EXCERPT TO READ:
=-=-=-=-=

Dive Brief:
- U.S. advertisers are pulling back on spending in ways that indicate they are preparing for a recession in the near future, though the downturn may be less severe than initially expected, according to a new report from S&P Global Ratings.
- Ad spending historically has lagged macroeconomic performance, meaning pullbacks weren’t as apparent until contractions had already occurred. That’s changed as the media buying window has shortened, making ad spending potentially more of a “leading indicator” of where the economy is heading, S&P Global Ratings argues.
- The evolution in media buying also means ad spend trends are more liable to fluctuate, and S&P Global Ratings said brands may ramp up buying again sooner than anticipated.
Dive Insight:
S&P Global Ratings joins other forecasters in highlighting patchy advertiser demand driven by the assumption that consumers will continue to watch their wallets given inflation and other macroeconomic headwinds. The research upheld that a recession is likely to take shape in the months ahead but will be “shallower” than previously thought. Consumer spending, which is a closer correlative of GDP than advertising activity, will grow 1.2% this year, according to S&P Global ratings. That figure is ahead of the anticipated 0.7% GDP growth rate in 2023.
Underpinning the firm’s latest analysis is the theory that industry watchers may want to change how they view ad spending as a bellwether of macroeconomic health. Traditionally, drops in media activity have been recorded after a recession is in effect. This is a relic of an era where TV and traditional media were king, with many ad placements bought months ahead of time through the upfronts market. Digital’s ascendance over the past decade-plus — accelerated by the pandemic — could reset the equation while making forecasting more difficult.
“We believe visibility into current advertising trends is limited as advertisers remain cautious on the outlook for consumer spending and continue to make spending decisions closer to airtime,” said Naveen Sarma, senior director of U.S. media and telecom at S&P Global Ratings, in a statement. “In our opinion, the U.S. advertising ecosystem is behaving exactly as one would expect it would act if it believed that we were heading into a macroeconomic recession.”

=-=-=-=-=

DATA PROVIDED:

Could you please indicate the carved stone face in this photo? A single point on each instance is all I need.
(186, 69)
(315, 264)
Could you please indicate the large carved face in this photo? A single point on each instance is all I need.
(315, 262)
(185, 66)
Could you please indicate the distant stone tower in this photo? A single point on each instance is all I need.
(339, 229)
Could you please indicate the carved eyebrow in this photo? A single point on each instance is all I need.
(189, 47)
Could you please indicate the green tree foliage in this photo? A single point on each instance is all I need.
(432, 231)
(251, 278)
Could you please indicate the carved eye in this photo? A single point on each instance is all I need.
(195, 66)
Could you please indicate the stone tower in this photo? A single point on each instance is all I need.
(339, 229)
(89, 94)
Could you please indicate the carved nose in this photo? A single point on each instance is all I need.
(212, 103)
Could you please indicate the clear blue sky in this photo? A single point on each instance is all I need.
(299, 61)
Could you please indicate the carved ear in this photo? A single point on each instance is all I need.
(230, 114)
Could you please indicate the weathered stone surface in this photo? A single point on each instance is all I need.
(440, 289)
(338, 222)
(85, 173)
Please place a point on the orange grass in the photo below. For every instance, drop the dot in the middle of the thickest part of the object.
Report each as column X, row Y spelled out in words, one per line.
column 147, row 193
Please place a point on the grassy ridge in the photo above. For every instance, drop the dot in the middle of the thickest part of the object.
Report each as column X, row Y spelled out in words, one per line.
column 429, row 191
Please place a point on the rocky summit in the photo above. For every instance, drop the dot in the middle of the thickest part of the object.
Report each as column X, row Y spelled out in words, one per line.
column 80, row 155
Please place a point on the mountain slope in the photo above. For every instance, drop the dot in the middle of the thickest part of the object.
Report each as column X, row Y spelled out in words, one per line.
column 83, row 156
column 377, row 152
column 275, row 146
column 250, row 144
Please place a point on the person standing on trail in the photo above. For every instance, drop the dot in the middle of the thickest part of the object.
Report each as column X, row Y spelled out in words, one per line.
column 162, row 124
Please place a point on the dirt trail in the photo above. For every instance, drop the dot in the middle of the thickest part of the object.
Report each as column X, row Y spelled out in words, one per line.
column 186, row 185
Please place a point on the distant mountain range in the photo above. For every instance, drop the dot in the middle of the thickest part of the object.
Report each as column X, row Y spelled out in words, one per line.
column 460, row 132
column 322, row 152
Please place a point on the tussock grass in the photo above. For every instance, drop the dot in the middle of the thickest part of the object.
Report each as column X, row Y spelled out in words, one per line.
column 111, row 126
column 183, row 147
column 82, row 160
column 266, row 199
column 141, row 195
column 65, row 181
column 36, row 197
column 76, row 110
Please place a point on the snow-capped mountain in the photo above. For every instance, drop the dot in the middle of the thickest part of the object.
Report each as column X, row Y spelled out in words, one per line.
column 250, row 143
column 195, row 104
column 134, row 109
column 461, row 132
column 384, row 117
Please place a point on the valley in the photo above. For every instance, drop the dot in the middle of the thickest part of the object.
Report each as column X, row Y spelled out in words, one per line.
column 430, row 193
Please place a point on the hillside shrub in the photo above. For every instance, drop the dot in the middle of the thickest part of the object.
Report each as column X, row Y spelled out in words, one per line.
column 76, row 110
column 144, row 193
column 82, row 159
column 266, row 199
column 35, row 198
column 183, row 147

=-=-=-=-=

EXERCISES:
1. In the ad spending article, why have drops in ad spending usually shown up only after a recession had already begun?
2. Answer these questions from the ad spending article:
(a) By how much does S&P Global Ratings expect consumer spending to grow this year?
(b) What GDP growth rate is expected for 2023?
(c) What is Naveen Sarma's position at S&P Global Ratings?

PROBLEM SOLUTIONS:
1. That pattern comes from the era when TV and traditional media dominated. Many ad placements were bought months ahead through the upfronts market, so pullbacks didn't show until after contractions had already occurred.

2.
(a) 1.2%
(b) 0.7%
(c) Senior director of U.S. media and telecom